> **TASKS**:
1 > From the NanoCodeSearchNetCCR text, extract the passage from "NanoCoIR / NanoCodeSearchNetCCR" to "same source function.".
2 > Say whether each statement agrees with the NanoCodeSearchNetCCR text, answering yes or no and quoting the deciding words: (a) every query in the Nano split is paired with a single positive continuation; (b) documents in the split are longer on average than queries; (c) the positive document is taken from a different function than the query.

> **SOURCE TEXT**:

NanoCoIR / NanoCodeSearchNetCCR

Overview

NanoCodeSearchNetCCR is an English code-to-code retrieval task in NanoCoIR. It is derived from CodeSearchNet through CoIR by splitting real functions into a prefix and a continuation. The query is the beginning of a function, and the positive document is the remaining segment from the same source function.

The task is a retrieval version of code continuation. It evaluates whether a model can identify the continuation that matches local identifiers, formatting, control flow, object state, and return behavior. Unlike code-to-docstring retrieval, this split has strong lexical continuity because the prefix and continuation often share the same local vocabulary.

Details

What the Original Data Measures

CoIR constructs CodeSearchNet-CCR from the CodeSearchNet function corpus. Each source function is divided into an initial query segment and a target continuation segment. The model must retrieve the matching continuation from a corpus of candidate code fragments.

This measures code-context continuity. The positive continuation should complete the specific function represented by the prefix, not merely implement a similar operation. Matching can depend on variable names, open control-flow structures, comments, indentation, object fields, and the partially established computation.

Observed Data Profile

This Nano split contains 200 queries, 10,000 documents, and 200 positive qrels. Each query has exactly one positive continuation. Queries average 372.82 characters, and documents average 158.42 characters. Both sides are relatively short code fragments, making local lexical and syntactic evidence very important.

> **RECORD EXCERPTS**:
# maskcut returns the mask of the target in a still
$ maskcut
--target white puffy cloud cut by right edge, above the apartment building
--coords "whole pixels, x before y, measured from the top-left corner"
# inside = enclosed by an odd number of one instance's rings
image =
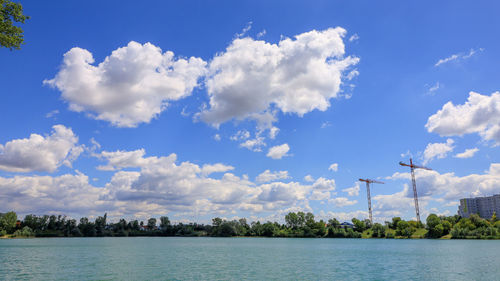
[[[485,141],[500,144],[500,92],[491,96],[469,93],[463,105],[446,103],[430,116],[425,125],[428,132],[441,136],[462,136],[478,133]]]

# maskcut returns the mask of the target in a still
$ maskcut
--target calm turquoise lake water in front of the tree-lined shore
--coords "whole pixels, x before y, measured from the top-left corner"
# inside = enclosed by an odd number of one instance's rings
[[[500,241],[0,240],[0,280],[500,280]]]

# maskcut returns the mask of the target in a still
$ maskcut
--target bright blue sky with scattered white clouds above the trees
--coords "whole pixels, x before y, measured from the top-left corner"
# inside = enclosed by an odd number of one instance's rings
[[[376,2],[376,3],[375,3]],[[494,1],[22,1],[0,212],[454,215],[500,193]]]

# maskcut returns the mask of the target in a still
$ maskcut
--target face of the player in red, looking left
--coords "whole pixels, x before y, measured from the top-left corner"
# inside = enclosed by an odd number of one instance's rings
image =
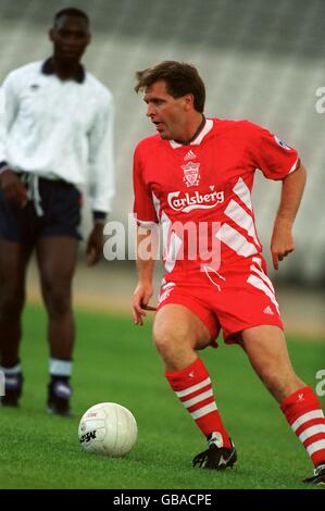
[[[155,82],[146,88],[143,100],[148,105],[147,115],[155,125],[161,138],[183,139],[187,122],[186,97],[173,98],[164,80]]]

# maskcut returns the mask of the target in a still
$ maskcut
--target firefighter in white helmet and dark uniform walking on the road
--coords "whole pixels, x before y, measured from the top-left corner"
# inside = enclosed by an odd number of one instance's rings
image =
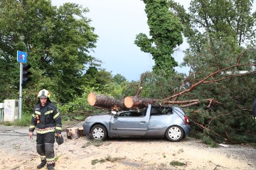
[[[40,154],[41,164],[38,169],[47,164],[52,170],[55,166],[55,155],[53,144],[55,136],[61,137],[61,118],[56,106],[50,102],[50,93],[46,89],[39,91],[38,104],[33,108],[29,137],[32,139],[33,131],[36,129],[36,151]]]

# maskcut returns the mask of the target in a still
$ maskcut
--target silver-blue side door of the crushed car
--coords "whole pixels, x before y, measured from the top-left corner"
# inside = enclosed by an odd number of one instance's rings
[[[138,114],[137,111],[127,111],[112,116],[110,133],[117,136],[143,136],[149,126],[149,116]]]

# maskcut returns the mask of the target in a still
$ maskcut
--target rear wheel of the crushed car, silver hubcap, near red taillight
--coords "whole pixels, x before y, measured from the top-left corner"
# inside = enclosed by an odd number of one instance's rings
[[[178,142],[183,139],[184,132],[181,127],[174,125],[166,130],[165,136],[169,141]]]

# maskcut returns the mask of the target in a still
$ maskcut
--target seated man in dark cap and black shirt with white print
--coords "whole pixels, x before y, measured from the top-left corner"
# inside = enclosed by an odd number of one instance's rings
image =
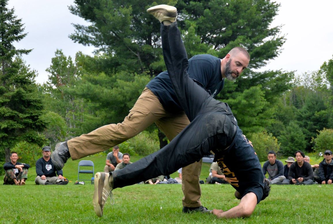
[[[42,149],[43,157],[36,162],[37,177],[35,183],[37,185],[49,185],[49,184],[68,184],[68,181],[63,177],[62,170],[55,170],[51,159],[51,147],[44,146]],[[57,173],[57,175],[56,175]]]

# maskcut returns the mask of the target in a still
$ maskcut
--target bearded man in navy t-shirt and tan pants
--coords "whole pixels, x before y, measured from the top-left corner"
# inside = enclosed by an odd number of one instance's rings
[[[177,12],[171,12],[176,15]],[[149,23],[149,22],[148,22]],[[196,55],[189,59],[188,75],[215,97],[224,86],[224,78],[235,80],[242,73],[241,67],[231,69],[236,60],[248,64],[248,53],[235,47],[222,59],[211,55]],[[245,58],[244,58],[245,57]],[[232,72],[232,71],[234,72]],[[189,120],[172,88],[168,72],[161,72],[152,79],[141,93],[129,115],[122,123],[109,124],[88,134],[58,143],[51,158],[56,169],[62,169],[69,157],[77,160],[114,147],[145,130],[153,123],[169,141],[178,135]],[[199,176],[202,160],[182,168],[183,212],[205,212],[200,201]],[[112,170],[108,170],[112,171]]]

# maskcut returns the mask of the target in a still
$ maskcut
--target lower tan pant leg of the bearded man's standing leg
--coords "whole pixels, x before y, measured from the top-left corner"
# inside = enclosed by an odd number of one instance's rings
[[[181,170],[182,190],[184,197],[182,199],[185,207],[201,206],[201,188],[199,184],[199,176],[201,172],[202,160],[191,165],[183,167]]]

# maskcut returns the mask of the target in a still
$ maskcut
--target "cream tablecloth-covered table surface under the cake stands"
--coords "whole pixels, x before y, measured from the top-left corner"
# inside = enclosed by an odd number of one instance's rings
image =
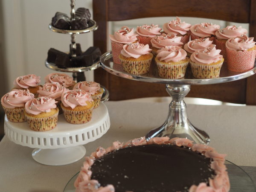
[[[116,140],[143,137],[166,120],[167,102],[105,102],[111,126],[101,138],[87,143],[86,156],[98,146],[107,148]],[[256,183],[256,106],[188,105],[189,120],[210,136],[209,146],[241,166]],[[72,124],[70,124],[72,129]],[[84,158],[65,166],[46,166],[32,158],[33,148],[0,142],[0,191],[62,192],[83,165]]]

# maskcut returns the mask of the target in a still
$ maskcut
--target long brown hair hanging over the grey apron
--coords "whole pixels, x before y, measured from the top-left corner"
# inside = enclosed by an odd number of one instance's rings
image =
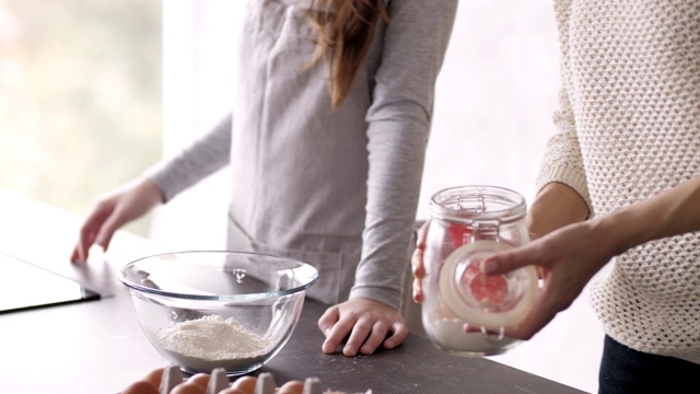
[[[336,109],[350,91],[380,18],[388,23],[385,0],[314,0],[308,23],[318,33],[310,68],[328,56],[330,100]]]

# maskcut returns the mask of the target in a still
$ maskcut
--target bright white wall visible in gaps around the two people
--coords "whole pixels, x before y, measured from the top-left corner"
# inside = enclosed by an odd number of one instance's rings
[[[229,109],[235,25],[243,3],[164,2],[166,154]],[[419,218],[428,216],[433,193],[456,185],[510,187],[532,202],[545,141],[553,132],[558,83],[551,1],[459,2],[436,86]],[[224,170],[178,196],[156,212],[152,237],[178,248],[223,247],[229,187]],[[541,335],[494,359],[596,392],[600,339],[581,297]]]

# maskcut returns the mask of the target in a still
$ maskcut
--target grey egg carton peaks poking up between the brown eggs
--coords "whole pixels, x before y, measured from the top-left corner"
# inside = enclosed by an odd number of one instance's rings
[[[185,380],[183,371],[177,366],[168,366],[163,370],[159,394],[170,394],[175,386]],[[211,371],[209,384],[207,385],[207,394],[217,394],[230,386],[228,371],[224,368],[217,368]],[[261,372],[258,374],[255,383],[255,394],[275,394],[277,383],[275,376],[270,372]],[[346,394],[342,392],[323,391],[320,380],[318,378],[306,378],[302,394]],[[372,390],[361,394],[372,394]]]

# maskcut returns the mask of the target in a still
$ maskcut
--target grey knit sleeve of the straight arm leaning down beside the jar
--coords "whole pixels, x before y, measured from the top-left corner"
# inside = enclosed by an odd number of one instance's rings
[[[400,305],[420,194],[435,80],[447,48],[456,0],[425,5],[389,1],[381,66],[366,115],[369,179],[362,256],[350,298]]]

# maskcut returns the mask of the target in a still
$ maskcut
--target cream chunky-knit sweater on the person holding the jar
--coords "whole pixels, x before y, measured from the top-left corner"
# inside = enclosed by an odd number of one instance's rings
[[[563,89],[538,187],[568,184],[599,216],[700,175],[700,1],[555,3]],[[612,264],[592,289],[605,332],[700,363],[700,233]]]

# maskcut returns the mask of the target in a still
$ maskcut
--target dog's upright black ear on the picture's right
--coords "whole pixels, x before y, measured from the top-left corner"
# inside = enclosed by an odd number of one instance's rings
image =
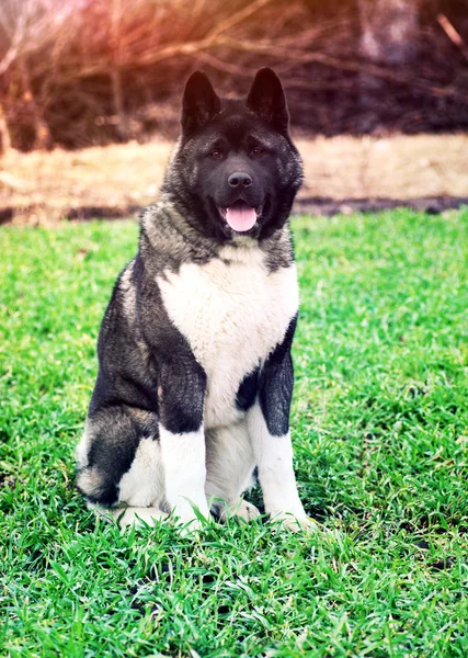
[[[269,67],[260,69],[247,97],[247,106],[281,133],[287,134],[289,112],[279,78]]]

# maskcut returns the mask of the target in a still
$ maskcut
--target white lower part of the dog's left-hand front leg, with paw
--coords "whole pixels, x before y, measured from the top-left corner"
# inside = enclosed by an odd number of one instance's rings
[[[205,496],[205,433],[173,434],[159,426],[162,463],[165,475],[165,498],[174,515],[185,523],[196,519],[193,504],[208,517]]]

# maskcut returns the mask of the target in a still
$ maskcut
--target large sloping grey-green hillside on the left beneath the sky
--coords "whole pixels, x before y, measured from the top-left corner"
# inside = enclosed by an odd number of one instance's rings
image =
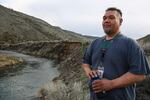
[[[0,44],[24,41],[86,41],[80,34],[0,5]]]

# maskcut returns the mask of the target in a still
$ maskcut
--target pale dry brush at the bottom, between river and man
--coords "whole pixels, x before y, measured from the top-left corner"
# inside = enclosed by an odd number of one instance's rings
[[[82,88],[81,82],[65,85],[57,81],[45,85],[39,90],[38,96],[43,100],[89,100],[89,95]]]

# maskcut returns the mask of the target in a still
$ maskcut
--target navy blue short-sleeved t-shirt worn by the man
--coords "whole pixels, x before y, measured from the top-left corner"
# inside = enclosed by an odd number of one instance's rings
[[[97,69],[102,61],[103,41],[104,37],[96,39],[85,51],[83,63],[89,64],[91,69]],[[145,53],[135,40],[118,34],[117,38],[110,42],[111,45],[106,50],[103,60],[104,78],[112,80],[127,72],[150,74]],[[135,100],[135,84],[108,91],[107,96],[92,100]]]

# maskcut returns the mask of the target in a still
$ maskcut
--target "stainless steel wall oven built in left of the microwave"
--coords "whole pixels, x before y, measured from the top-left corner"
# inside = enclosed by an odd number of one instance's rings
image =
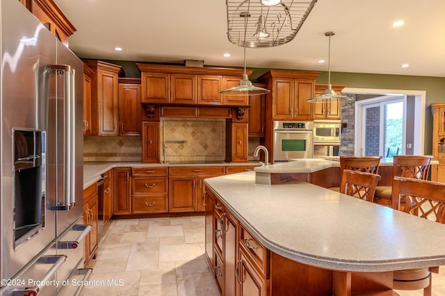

> **ANSWERS BY ITEM**:
1 >
NanoCoIR / NanoCodeSearchNetCCR

Overview

NanoCodeSearchNetCCR is an English code-to-code retrieval task in NanoCoIR. It is derived from CodeSearchNet through CoIR by splitting real functions into a prefix and a continuation. The query is the beginning of a function, and the positive document is the remaining segment from the same source function.

2 >
(a) Yes: "Each query has exactly one positive continuation."
(b) No: "Queries average 372.82 characters, and documents average 158.42 characters."
(c) No: "the positive document is the remaining segment from the same source function."